■ Selected extract
■ ■ ■ ■ ■

Reform California is one of the many conservative organizations that has also held meetings and workshops to recruit and train candidates for school boards this year. One of the goals of the group, according to its website, is “to protect our children from toxic and divisive curriculum (e.g. critical race theory) that is being used to advance extreme political agendas.”

A survey of media stories across the state shows that some churches also are jumping into the political fray. In Placer County, near Sacramento, Destiny Christian Church in Rocklin has teamed up with the Christian advocacy group American Council to recruit candidates to advance a “biblical worldview,” according to the Sacramento Bee.

In Riverside County last March, the 412 Church Temecula Valley was the site of an “endorsement draft” of conservative school board members, reported The Press-Enterprise. The pastor there, Rev. Tim Thompson, spoke at the rally for school board candidates endorsed by the Inland Empire Family Political Action Committee, according to the Press-Enterprise piece.

Questions have been raised about whether churches that sponsor political events are ignoring the establishment clause of the Bill of Rights, which requires the separation of church and state, as well as the Johnson amendment of the tax code, which prohibits tax-exempt churches and affiliated groups from participating in political campaigns for candidates running for public office.

Troy Flint, chief information officer for the California School Boards Association, said in the EdSource story that most of the energy invested in recruiting and training candidates for school boards originates  from conservative groups right of center.

Meanwhile, less is known about what Democrats are doing to recruit candidates. EdSource requests for comment directed to senior members of the California Democratic Party and its spokesperson were not returned, although Rusty Hicks, chair of the California Democratic Party, told CalMatters that the party is focused on state and federal races and leaves local races up to county chapters.

There are reportedly about 2,500 school board seats statewide up for election this year — and even as Steel reports crowded races in San Diego, Orange and west Riverside counties, where conservative groups are active, many school board seats across the state have only a single candidate. So, It’s an unknown at this stage if the conservative efforts to recruit school board members have indeed led more people to run for board spots in their respective districts.

■ ■ ■ ■ ■

■ Record excerpts
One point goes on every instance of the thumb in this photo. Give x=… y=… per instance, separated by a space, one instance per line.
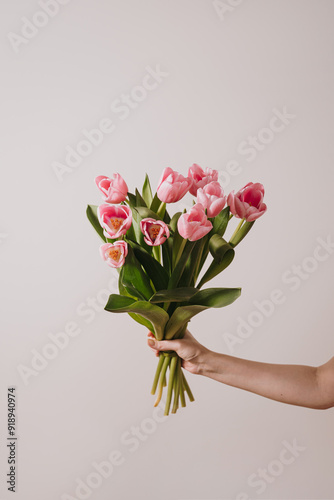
x=164 y=345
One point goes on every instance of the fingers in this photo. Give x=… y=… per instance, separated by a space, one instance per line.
x=163 y=345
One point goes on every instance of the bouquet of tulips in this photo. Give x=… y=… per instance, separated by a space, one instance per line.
x=160 y=256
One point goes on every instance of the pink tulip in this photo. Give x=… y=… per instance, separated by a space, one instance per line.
x=155 y=232
x=172 y=186
x=248 y=202
x=212 y=198
x=200 y=177
x=194 y=224
x=114 y=190
x=114 y=253
x=115 y=220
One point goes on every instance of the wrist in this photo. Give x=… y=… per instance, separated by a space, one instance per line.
x=208 y=363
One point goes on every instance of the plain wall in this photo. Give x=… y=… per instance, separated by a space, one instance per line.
x=229 y=68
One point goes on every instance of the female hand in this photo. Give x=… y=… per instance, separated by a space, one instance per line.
x=192 y=353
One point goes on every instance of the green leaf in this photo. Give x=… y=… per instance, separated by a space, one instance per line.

■ ■ ■ ■ ■

■ Problem set
1) Reproduce everything in the California school board recruitment passage from "There are reportedly" down to "their respective districts.".
2) Extend the passage on recruiting California school board candidates, starting after its final sentence.

■ Answers by item number
1)
There are reportedly about 2,500 school board seats statewide up for election this year — and even as Steel reports crowded races in San Diego, Orange and west Riverside counties, where conservative groups are active, many school board seats across the state have only a single candidate. So, It’s an unknown at this stage if the conservative efforts to recruit school board members have indeed led more people to run for board spots in their respective districts.

2)
Data from the San Francisco Chronicle reveal hundreds of school board races with only one candidate throughout the Bay Area, School board candidates are also headed into uncontested seats unopposed in communities such as San Luis Obispo, Elk Grove, Clovis, Anaheim and West Sacramento, according to Ballotpedia.

California School Boards Association President Susan Heredia said in the EdSource story that a substantial number of current school board members have decided not to run for re-election because they are exhausted from the amount of new information they have had to absorb during the COVID pandemic, not to mention the constant pressure exerted by parents and others who haven’t agreed with the COVID safety protocols required by the state.

“There is such pressure from the anti-vax and anti-mask collective to unseat incumbents that some incumbents are saying it’s just not worth it,” she said.

John Rogers, a professor of education at UCLA, told EdSource the state is at a dangerous inflection point when it comes to school board races and if people don’t pay attention to school board races — and vote in them — they could be left open to manipulation by outside funders.

“The extent to which school boards can be captured by anti-democratic interests is a real danger,” he said.

Rogers asserts, on the other hand, that California school district leaders can reduce parent dissatisfaction with school boards if they make a better effort to invite diverse sectors of the community into the decision-making process instead of just making decisions themselves.

“There should be more opportunities for community members to come in to talk about issues of real concern that touch upon young people’s well-being,” he said, “and what kind of future we want to see together.”